Activity - Every record is to be printed exactly as written, and any picture in it is skipped.

'''

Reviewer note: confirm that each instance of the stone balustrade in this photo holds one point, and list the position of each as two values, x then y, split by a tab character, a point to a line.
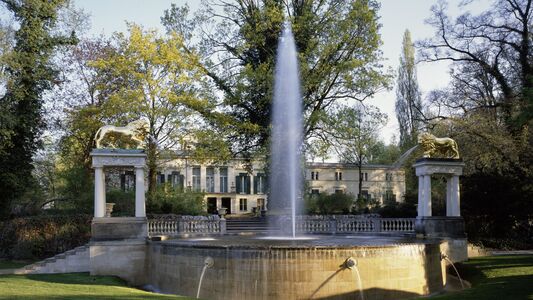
325	224
353	224
178	225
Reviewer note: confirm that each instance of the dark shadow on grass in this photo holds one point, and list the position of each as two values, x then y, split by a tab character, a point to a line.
373	293
501	286
77	278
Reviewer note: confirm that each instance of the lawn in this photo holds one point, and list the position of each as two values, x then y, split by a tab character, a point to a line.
13	264
70	286
496	277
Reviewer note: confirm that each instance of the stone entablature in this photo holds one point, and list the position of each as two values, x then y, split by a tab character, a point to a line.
102	158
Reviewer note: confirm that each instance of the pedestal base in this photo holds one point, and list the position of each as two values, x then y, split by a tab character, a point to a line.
115	229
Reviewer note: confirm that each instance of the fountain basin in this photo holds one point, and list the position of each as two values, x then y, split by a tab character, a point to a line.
252	268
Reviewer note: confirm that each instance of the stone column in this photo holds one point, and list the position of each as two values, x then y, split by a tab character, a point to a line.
427	196
449	204
140	208
231	177
420	195
216	178
203	178
454	197
252	184
99	192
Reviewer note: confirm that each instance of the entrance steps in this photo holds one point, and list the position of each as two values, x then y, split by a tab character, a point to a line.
248	225
71	261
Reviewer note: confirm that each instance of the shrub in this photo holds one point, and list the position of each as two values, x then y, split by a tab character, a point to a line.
169	200
337	203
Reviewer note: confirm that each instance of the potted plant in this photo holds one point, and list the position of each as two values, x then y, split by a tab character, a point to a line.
222	211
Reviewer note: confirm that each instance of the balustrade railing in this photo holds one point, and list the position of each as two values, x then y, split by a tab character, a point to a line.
175	226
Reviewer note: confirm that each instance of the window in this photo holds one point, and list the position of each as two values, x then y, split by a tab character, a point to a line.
261	203
160	179
223	180
243	183
388	176
210	180
196	179
243	204
175	179
260	183
127	181
390	197
364	176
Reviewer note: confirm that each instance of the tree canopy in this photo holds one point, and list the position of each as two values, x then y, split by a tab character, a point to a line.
29	74
338	44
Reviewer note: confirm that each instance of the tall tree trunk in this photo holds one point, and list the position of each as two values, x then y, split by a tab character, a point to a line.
152	169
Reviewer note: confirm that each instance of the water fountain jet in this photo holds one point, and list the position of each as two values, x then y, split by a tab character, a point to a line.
287	128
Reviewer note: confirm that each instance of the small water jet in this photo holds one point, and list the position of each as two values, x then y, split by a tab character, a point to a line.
351	264
208	263
445	257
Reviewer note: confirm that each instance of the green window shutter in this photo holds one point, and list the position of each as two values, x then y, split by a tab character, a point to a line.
247	189
238	184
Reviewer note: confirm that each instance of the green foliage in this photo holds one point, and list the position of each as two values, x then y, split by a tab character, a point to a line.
408	100
168	200
43	236
29	74
495	277
158	79
338	44
124	202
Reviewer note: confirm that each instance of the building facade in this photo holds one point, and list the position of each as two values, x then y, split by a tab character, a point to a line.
382	183
241	186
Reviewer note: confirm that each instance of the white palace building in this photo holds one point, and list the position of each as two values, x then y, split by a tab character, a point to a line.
241	186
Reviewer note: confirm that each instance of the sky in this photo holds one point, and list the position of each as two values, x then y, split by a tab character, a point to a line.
108	16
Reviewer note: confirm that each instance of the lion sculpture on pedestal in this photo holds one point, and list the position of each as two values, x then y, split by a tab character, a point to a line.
438	147
129	136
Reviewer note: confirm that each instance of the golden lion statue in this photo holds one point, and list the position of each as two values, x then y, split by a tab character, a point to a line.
438	147
129	136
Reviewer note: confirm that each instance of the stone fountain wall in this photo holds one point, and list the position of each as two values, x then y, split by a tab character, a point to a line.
387	272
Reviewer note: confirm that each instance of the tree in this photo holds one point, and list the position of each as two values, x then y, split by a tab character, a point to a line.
354	133
157	79
408	100
488	109
492	56
339	57
29	74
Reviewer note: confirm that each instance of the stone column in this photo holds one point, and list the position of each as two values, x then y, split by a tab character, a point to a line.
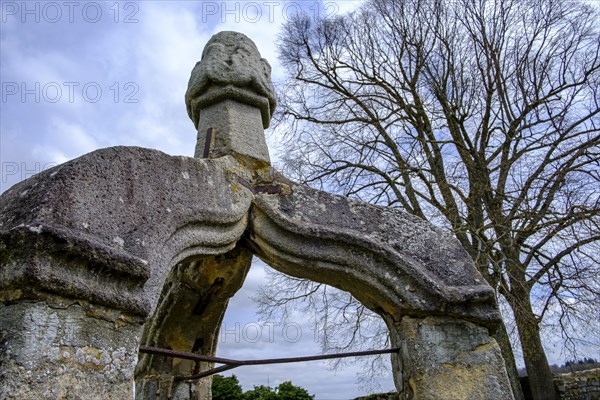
230	95
448	358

'''

Output of the exercise -
Reviewer note: confirm that each instance of the stone balustrade in this photo holds one point, and list the position of each as two values, x then y, split by a tab character, a point to a line.
325	224
353	224
178	225
Reviewer note: confirm that each instance of the dark shadow on grass in this photo holds one point, and list the position of each as two values, x then y, split by a tab character, a point to a line.
373	293
501	286
77	278
Reviewer note: confirm that each instance of the lawn in this photo holds one point, and list the position of each as two values, x then y, split by a tab character, a point to a line.
13	264
70	286
496	277
Reviewer note: confirm that each instance of the stone entablature in this photo holds one point, and list the position of each as two values, x then y, split by a tab character, a point to a line.
102	158
Reviewer note: confirm that each instance of the pedestal base in this photo holds one point, and list the position of each as two values, x then y, split by a tab character, a point to a line.
115	229
Reviewer note: confirm that each instance of the fountain basin in this photo holds one point, and list the position of each as two values, x then y, split by a tab character, a point to a line.
252	268
Reviewer note: confirm that each instance of the stone column in this photo holds one point, and list the position of each as two values, x then y, split by a tab character, a point to a line.
427	196
449	204
140	208
231	177
420	195
216	178
203	178
454	197
252	184
99	192
Reviewer note: confirm that each instance of the entrance steps in this photo holds one point, and list the position of each as two values, x then y, split by a tab character, a point to a line.
248	225
71	261
Reviewer note: confirm that each instance of the shrub in this photo holds one point, and list the position of each as two values, x then y, split by a tab character, a point to a line.
169	200
337	203
Reviewer note: confirm that each instance of the potted plant in this photo holds one point, and list the position of each as two values, x then y, split by a tab character, a point to a line.
222	211
Reviewer note: confirm that each instance of the balustrade railing in this photo holds one point, and list the position of each as two values, x then y, split by a tab character, a point to a line.
175	226
Reviewer note: confirm that each instance of the window in this photo holds one point, and list the position of each as two values, x then y, split by a tab character, a point to a line.
261	203
160	179
223	180
243	183
388	176
210	180
196	179
243	204
175	179
260	183
127	181
390	197
364	176
Reviewer note: confirm that each instance of the tree canopy in this photo holds one point, and list the position of each as two values, x then y, split by a tab character, a point to a line.
29	74
338	44
Reviewer note: confirm that each instance of the tall tree trunk in this photo holds one point, and list the position of each as two values, x then y, split by a tab character, a point to a line.
152	169
Reviewer note: confirm that each instance of the water fountain jet in this photo holds one point, and list the position of each as two values, x then y, split by a tab character, a point to a line.
287	128
Reviewer note: confirm that each instance of the small water jet in this photo holds one point, and list the position of each as two values, x then y, split by a tab character, a point to a line.
351	264
208	263
445	257
Reviewer note: confirm that each instance of the green window shutter in this photo holds one point, and list the position of each as two values, x then y, split by a tab character, a point to a line.
247	189
238	184
Reviewer note: confirm that each instance of the green foliage in this photo holds one point, and list the position of each as two values, x then y, split by a tab character, a point to a line.
408	100
168	200
43	236
29	74
495	277
158	79
338	44
124	202
Reviewer note: confirm that each instance of the building facade in this photo holds one point, and list the position of each as two values, x then y, split by a tab character, a point to a line.
382	183
241	186
Reviewer note: confirm that each instance of the white palace building in this photo holds one point, and list the position of each as two values, x then y, split by a tab character, a point to a line.
241	186
Reviewer note: confirm that each instance of the sky in this photo holds one point, and list the position of each as two values, x then y, split by a tab character, a point to a line.
108	16
Reviewer note: confirm that each instance of the lion sculpture on pedestal in this photo holds one point, and list the position of each as two values, x then y, split by a tab character, a point to a line.
438	147
129	136
Reviewer note: confirm that each instance of the golden lion statue in this photo holds one point, and list the position of each as two values, x then y, split by a tab character, a point to a line.
438	147
129	136
Reviewer note: confirm that each instance of the stone fountain wall in this photo holds one point, and list the position of each as two values, x then y, split by a tab character, a point to a line.
387	272
Reviewer note: confirm that each instance of the tree in this photo holds one point, and list the position of each as two values, x then y, split by a tab character, a point to a line.
354	133
157	79
408	100
488	109
492	56
339	57
29	74
Reviewer note: confirm that each instance of the stone column in this photo holds one point, and list the position of each as two values, x then y, split by a tab character, a point to a line.
230	95
448	358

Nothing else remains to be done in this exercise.